Exercise tasks:
a - Using the forum thread on the Agha Khan Medical entry test, can you answer these?
(i) How far away is the test, according to the first post?
(ii) How many general reasoning questions does the reply say the test will have?
(iii) How many maths questions does the reply say there will be?
b - Can you pick up the forum thread on the Agha Khan Medical entry test from where it stops and write the next post?

Excerpt to read:
::::

# Need help regarding Agha Khan Medical entry test



## Usman Qazi (Nov 9, 2011)

Hi friends ! I m a Fsc pre - medical student. My dream is to study in AKMU and now the test is just 4 or 5 months away and guess what , I m panicking now.. I really need help regarding which MCQs books I should read.. One senior recommended MCAT, but I personally don't think MCAT would be the standard.. If any of you could help me in that matter ? M so confused :/


----------



## boip007 (Oct 21, 2011)

Usman Qazi said:


> Hi friends ! I m a Fsc pre - medical student. My dream is to study in AKMU and now the test is just 4 or 5 months away and guess what , I m panicking now.. I really need help regarding which MCQs books I should read.. One senior recommended MCAT, but I personally don't think MCAT would be the standard.. If any of you could help me in that matter ? M so confused :/


Usman you should prepare for English and maths especially agha khan will have a general reasoning questions they will make you read a reports and ask you to answer short mcqs in general science question and physics chemistry and bio section will have 60 questions there will be 80 conman sense general reasoning questions and 40 maths questions like ratio and direct proportions and in English test you have to write a essay on a topic and explain a idiom by writing a short paragraph and solve a comprehension which will have 30 mcqs all questions will be mcqs except essay and idiom 
your maths skill and English skill should be good and science part is from fsc part 1 and part 2 and general reasoning questions can be solved by conman sense you can do it best of luck #laugh :happy: :happy:


----------



## Usman Qazi (Nov 9, 2011)

::::

(Data items)

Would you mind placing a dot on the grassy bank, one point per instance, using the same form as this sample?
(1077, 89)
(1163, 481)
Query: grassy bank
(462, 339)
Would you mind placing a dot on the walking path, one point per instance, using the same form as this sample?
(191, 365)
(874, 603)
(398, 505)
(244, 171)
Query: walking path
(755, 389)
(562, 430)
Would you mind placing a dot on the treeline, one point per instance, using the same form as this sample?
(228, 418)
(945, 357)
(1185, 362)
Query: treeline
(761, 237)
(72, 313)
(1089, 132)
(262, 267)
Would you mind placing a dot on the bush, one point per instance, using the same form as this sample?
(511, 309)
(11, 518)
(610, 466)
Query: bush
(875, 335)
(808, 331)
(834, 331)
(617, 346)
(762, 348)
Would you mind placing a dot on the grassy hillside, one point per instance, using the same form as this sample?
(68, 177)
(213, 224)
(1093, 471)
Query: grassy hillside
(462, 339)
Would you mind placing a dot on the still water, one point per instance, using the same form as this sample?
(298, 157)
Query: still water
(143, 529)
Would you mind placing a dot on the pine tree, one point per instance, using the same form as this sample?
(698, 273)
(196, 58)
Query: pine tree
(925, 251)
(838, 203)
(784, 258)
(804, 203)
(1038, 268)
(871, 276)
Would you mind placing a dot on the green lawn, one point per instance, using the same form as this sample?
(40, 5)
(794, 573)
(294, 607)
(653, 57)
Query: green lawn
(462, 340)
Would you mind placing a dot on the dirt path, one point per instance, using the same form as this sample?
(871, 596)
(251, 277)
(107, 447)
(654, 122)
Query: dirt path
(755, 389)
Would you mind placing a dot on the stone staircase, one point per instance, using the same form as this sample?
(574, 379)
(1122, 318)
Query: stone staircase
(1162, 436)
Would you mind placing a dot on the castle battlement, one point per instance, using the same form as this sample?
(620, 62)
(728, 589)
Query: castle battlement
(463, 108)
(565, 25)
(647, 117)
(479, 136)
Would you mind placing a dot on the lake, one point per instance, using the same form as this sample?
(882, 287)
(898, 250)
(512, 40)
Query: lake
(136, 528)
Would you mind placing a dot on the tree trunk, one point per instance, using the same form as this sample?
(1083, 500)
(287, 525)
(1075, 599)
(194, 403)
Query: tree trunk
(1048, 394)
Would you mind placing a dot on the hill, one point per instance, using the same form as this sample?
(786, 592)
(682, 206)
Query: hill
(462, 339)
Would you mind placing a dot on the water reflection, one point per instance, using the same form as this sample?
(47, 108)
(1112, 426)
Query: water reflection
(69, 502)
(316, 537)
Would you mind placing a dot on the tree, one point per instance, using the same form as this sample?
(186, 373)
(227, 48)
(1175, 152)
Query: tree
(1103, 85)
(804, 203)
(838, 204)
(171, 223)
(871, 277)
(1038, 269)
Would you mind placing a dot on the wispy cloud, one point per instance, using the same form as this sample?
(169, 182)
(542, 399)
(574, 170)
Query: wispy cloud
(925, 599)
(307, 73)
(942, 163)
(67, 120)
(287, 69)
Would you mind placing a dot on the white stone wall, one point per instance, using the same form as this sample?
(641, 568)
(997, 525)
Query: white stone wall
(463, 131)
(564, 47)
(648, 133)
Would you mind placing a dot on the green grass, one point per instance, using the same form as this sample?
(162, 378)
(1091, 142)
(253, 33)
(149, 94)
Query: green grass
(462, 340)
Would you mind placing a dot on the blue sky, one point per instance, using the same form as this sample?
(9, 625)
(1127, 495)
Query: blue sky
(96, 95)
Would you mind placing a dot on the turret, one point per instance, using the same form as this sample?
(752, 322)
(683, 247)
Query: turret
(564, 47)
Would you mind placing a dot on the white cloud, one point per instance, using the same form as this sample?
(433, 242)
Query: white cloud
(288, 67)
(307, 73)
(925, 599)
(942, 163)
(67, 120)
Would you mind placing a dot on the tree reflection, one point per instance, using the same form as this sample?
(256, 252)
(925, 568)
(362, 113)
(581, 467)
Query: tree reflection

::::

Results of the exercise:
a -
(i) 4 or 5 months
(ii) 80
(iii) 40

b -
Thnks bhai !! It was really helpful.. Appreciate the help


----------



## boip007 (Oct 21, 2011)

Usman Qazi said:


> Thnks bhai !! It was really helpful.. Appreciate the help


you are well come Usman feel free to ask me any query :happy: :happy: :happy: :happy: :happy: :happy:


----------



## aamna_younus (Mar 11, 2010)

http://medstudentz.com/pakistan-medical-schools/7-how-study-aga-khan-university-aku-test.html?highlight=khan


----------



## aamna_younus (Mar 11, 2010)

^ its a link


----------



## faiza_ahmad (Feb 26, 2011)

i hv gvn tht test .... thats a concept based test nothing like MCAT but for the science portion i would recommend u fsc textbook basic concepts. for english you should have good writing and reading skills which comes naturally u can practice some SAT books for this if u wanna... and for general science reasoning portion u shud be v quick and it all depends upon ur intelligence... and maths portion is a lil tricky one u need to revise basic maths nothing much calculative but u hv to work on it because it was here i lost marks...rest was fine and fun ... 
for general maths i wud suggest u to consult kips aptitude book (maths part) i wud be helpful i hope so 
p.s. make sure that u be very quick, the main problem in that test is time management. good luck.


----------



## Usman Qazi (Nov 9, 2011)

Thanks a lot.. All of you for your help and support ..


----------



## Danny789 (Aug 27, 2011)

People please take out time and help me regarding the aku test i am extremely in a extremely perplexed state most ppl say that going to anees husain or other institutions is a waste of time and i am confused as to where to study mostly from because the inter& fsc syllabus is extremely long any help would be immensely appreciated


----------



## amerhch (Jun 3, 2011)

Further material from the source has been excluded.